_SELECTED TEXT:_
The World Mahjong Championship is played to determine the World Champion in the table game Mahjong held by World Mahjong Organization (WMO). Both men and women are eligible to contest this title, and the championship holds both of Individual event and Team event.

History
Since the propagation of Mahjong at the beginning of the 20th century, the rules of Mahjong have been inconsistent all around the world. In January 1998, Mahjong was certified as the 255th sport by General Administration of Sport of China at the urging of Japan. In September, unified Chinese rules were codified for international competitions. On October 23, 2002, the first world championship was held in Iidabashi, Tokyo, Japan over three days, but this event was not counted as the first world championship.

After the establishment of World Mahjong Organization(WMO) in 2006, the official first world championship was held in Chengdu, Sichuan, China on November 1, 2007 and lasted for five days. Li Li, a Chinese student of Tsinghua University, won the championship. In team event, China Shanxi Jiexiu won the championship with 94 table points.

_A run of entries:_
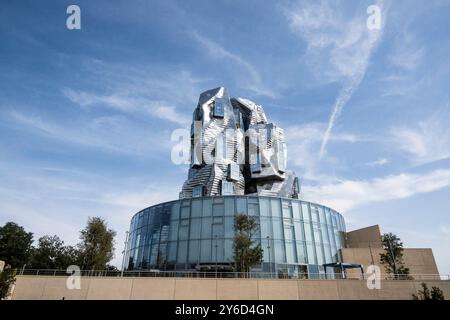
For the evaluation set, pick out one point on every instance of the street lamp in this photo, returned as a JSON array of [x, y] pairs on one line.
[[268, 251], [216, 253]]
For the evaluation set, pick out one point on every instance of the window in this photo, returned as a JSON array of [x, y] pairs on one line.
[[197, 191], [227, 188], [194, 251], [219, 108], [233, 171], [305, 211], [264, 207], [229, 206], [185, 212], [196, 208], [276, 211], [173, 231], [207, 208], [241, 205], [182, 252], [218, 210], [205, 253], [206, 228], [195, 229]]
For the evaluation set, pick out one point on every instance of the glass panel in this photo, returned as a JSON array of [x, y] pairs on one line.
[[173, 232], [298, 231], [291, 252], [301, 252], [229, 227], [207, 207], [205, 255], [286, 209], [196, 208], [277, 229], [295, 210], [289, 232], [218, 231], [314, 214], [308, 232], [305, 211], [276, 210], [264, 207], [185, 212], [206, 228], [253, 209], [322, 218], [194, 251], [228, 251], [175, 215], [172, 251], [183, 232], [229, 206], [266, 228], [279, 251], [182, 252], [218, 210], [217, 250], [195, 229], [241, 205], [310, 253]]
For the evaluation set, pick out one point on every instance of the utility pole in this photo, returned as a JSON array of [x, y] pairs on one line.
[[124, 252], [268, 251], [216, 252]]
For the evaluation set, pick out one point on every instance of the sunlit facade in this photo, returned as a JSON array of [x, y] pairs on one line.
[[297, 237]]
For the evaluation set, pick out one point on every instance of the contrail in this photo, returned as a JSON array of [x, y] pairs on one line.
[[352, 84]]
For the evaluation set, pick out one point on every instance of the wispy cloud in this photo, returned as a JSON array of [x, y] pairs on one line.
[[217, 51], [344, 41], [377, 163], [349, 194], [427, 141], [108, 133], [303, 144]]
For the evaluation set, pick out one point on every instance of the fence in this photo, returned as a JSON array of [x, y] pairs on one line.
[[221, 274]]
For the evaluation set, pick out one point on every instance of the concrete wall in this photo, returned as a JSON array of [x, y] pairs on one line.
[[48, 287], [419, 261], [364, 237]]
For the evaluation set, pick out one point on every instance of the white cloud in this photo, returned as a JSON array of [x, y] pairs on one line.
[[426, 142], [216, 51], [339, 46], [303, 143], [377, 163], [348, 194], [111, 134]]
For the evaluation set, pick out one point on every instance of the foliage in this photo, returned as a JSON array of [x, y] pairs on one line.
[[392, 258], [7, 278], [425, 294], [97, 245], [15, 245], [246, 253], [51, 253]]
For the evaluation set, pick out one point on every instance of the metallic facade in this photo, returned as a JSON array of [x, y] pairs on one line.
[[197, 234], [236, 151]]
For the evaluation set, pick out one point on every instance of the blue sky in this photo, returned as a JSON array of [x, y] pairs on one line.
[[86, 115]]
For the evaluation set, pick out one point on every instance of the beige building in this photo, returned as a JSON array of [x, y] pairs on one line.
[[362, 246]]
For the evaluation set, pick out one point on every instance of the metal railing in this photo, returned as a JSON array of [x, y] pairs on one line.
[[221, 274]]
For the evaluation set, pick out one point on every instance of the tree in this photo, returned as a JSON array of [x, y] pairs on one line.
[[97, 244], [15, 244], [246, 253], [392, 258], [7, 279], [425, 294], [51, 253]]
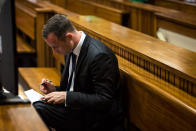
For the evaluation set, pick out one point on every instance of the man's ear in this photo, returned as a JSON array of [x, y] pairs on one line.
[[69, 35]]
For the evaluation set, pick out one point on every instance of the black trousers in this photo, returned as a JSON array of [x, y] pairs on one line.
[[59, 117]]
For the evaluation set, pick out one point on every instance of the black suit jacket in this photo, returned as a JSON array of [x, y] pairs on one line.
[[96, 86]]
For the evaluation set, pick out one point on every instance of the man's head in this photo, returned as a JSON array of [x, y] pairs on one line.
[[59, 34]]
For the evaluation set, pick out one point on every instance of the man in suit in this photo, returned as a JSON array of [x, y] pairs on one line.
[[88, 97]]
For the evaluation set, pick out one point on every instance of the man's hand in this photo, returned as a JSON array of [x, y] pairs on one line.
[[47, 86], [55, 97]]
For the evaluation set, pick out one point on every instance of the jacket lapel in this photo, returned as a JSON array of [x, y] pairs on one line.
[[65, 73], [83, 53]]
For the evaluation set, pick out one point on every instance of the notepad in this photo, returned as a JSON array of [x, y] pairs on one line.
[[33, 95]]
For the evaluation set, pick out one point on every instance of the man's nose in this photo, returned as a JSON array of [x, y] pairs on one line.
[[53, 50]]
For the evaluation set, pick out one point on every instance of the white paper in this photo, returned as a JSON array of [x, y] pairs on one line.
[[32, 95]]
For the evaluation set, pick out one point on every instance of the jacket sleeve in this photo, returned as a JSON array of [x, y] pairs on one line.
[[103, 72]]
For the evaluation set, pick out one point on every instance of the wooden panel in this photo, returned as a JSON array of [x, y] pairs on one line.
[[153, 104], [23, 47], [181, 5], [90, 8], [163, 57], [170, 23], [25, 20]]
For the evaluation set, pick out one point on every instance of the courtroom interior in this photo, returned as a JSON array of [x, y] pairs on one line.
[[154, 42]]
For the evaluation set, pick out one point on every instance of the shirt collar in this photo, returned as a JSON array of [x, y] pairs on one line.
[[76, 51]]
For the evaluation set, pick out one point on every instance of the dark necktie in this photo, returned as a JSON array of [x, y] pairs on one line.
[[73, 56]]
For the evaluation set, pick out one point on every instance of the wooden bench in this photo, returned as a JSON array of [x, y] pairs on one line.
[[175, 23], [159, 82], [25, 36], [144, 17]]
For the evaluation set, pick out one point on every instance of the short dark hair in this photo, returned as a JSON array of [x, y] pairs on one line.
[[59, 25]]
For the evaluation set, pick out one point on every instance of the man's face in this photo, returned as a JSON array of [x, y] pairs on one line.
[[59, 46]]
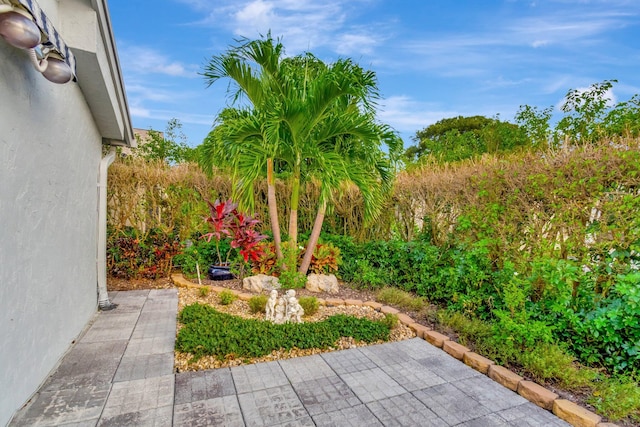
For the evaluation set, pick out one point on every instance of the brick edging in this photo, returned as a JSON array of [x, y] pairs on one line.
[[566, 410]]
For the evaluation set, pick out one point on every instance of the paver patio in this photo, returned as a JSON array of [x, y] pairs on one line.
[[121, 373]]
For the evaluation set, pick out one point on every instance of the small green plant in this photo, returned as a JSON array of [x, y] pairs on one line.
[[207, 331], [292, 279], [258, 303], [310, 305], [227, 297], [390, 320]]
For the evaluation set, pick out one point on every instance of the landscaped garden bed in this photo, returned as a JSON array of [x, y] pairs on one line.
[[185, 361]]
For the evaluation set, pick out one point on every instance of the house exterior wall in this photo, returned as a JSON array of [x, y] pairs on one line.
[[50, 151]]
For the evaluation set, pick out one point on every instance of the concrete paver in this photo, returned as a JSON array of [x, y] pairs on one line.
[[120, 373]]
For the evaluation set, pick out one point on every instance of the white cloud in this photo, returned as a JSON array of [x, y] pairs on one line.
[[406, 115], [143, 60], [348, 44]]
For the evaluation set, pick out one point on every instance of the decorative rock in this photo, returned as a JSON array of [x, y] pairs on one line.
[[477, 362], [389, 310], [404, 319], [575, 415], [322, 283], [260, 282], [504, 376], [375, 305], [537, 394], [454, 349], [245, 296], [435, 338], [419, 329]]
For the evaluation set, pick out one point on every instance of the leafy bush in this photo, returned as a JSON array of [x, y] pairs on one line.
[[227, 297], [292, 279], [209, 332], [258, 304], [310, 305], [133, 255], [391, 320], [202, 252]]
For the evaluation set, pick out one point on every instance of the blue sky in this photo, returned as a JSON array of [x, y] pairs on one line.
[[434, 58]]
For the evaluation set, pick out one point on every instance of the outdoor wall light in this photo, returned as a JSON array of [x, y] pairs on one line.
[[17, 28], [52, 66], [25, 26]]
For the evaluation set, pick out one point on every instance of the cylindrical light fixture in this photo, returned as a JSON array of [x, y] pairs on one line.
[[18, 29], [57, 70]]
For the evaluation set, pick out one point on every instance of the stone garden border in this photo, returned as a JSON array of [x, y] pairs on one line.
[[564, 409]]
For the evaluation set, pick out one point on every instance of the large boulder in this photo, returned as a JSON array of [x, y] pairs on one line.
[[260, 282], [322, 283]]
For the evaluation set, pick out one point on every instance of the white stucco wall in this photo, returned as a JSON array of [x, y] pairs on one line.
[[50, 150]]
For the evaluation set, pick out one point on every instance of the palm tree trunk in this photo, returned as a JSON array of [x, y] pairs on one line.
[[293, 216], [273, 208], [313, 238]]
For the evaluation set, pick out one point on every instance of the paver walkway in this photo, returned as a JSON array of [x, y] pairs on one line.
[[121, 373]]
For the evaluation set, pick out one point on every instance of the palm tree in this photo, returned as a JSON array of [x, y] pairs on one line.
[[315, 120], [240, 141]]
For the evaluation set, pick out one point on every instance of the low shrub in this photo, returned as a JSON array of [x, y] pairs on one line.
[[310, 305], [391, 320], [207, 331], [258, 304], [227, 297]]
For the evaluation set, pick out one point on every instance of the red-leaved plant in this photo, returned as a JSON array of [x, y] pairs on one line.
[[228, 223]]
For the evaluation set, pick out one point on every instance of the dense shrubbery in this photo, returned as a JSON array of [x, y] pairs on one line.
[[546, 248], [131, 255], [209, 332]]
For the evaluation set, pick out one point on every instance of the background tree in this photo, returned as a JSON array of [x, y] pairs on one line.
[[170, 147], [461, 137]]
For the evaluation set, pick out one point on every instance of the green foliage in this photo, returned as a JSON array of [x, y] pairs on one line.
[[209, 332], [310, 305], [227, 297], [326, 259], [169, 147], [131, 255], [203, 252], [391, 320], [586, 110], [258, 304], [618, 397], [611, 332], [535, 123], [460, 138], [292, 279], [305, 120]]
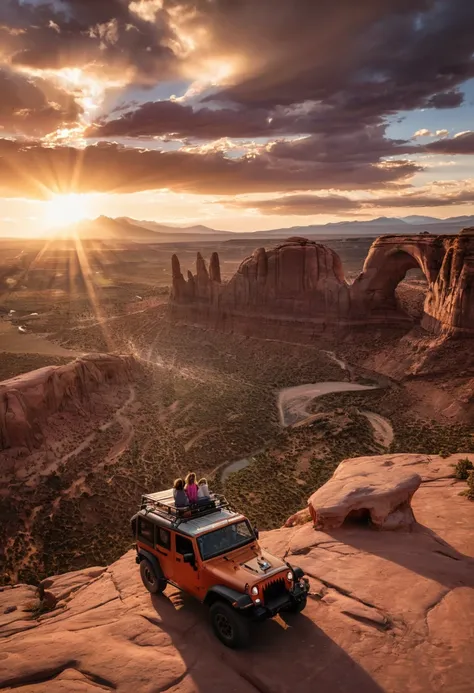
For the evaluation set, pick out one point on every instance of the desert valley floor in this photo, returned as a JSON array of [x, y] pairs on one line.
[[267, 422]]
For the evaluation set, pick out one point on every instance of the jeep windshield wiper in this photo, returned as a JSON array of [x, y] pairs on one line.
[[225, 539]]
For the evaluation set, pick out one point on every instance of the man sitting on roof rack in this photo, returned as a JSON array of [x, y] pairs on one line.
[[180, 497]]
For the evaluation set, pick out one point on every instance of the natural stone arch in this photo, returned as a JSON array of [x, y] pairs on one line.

--

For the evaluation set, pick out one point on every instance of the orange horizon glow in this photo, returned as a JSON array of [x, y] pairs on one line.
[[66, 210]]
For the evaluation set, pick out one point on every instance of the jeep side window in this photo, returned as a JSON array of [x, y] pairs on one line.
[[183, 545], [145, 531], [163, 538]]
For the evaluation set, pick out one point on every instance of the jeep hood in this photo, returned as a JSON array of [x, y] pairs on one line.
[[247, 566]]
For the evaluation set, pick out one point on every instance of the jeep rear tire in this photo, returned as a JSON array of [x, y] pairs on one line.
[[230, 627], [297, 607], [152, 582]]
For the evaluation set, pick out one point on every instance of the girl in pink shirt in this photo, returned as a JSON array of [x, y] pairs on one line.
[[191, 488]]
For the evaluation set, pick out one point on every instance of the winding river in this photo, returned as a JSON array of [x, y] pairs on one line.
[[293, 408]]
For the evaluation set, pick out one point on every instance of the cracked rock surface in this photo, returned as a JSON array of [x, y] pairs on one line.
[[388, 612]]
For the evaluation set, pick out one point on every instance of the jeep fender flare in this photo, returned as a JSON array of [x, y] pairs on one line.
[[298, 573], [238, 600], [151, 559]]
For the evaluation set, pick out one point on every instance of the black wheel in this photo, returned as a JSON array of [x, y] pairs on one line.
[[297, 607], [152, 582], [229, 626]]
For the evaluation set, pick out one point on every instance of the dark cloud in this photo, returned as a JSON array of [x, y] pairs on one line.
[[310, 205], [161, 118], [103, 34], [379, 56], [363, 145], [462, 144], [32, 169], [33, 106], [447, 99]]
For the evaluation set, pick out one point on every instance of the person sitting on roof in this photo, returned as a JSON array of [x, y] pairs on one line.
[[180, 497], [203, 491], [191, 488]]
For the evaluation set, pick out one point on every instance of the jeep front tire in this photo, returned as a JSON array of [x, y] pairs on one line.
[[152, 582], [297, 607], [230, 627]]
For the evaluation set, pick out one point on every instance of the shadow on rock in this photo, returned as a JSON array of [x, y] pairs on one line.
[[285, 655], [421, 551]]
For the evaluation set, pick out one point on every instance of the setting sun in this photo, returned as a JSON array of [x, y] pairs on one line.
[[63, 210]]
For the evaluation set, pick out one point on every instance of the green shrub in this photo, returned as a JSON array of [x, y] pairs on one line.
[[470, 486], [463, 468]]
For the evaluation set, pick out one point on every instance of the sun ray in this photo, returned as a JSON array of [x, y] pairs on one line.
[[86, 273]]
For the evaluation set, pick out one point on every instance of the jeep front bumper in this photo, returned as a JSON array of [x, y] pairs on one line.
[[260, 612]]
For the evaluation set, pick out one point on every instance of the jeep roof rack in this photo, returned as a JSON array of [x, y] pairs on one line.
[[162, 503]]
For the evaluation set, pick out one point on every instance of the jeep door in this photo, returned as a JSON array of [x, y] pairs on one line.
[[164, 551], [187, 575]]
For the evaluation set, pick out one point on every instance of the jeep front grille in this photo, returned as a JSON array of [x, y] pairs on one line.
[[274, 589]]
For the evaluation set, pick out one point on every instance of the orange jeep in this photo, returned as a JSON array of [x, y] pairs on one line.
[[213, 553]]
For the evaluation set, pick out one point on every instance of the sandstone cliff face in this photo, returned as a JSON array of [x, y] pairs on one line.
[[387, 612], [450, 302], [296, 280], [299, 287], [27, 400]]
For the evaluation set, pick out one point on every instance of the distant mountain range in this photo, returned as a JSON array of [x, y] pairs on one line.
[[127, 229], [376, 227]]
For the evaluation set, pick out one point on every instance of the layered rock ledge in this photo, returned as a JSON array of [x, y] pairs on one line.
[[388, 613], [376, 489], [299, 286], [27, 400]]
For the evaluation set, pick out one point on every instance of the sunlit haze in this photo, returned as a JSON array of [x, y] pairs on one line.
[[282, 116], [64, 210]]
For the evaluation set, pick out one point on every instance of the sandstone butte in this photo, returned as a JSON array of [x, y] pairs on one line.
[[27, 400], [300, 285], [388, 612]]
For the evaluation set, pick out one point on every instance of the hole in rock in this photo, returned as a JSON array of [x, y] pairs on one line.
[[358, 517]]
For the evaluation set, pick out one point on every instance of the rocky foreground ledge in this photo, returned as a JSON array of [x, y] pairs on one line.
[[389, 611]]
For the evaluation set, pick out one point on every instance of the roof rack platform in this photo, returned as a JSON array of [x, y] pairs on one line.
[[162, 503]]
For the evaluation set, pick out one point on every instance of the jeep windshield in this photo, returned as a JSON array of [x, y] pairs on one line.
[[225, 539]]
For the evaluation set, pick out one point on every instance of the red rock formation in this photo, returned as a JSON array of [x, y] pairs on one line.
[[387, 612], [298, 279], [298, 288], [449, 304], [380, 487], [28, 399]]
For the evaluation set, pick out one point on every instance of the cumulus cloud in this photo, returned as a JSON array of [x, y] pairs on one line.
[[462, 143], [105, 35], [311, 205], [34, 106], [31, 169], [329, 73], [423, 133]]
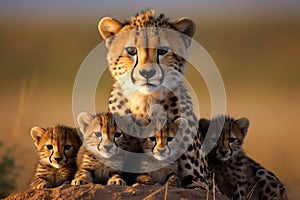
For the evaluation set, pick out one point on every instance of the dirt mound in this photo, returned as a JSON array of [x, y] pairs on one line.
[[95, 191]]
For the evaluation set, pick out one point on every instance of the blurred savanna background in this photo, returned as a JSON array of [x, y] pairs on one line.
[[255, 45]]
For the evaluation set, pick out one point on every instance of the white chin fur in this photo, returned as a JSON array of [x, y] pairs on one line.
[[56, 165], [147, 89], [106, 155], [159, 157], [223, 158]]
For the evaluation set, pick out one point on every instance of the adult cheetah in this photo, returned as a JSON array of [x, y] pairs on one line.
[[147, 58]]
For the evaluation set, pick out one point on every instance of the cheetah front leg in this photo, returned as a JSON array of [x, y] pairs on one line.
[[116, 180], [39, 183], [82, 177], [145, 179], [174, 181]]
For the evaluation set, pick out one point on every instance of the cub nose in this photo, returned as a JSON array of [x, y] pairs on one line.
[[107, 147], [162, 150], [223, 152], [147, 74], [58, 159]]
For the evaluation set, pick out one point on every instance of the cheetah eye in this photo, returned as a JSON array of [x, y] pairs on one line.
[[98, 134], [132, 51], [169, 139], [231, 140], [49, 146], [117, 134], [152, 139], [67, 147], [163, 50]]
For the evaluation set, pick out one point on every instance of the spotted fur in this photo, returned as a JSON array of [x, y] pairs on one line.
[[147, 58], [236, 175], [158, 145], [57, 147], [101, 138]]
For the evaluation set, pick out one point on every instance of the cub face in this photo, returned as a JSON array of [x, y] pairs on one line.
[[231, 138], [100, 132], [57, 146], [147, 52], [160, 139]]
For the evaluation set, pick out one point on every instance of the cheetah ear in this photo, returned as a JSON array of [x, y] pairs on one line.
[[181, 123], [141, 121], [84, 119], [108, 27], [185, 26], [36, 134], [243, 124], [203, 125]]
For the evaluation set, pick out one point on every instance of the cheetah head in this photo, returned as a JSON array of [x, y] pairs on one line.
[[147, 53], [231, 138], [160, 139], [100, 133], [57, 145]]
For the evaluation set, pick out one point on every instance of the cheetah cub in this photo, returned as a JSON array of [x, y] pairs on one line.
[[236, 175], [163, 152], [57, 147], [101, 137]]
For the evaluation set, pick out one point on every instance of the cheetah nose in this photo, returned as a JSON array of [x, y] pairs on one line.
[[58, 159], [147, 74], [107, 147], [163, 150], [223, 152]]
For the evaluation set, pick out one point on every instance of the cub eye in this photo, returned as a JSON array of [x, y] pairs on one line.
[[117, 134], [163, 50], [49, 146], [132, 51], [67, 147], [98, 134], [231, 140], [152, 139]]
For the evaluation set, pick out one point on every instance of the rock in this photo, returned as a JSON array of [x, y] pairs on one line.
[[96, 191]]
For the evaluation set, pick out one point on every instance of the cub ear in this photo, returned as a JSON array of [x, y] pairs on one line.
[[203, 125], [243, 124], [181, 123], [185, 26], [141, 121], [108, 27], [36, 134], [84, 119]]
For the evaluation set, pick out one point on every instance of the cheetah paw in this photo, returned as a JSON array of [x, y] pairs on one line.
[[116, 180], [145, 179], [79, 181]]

_TASKS TO COMPLETE:_
A - Say whether each statement agrees with the passage on the World Mahjong Championship, answering yes or no and quoting the words of the passage that decide it: (i) the 2002 event in Tokyo is counted as the first world championship; (ii) the official first world championship in Chengdu lasted five days; (iii) only men may contest the title.
B - Please copy out every line of the entries above that contains the string "head".

_RESULTS BY TASK:_
A -
(i) No: "but this event was not counted as the first world championship."
(ii) Yes: "the official first world championship was held in Chengdu, Sichuan, China on November 1, 2007 and lasted for five days."
(iii) No: "Both men and women are eligible to contest this title"

B -
For the evaluation set, pick out one point on every instance of the man's head in this photo, returned as a JSON array of [x, y] pairs on one line.
For the evaluation set, pick out one point on every instance of the cheetah head in this photo, returned as a JSON array of [x, y] pairs on one line.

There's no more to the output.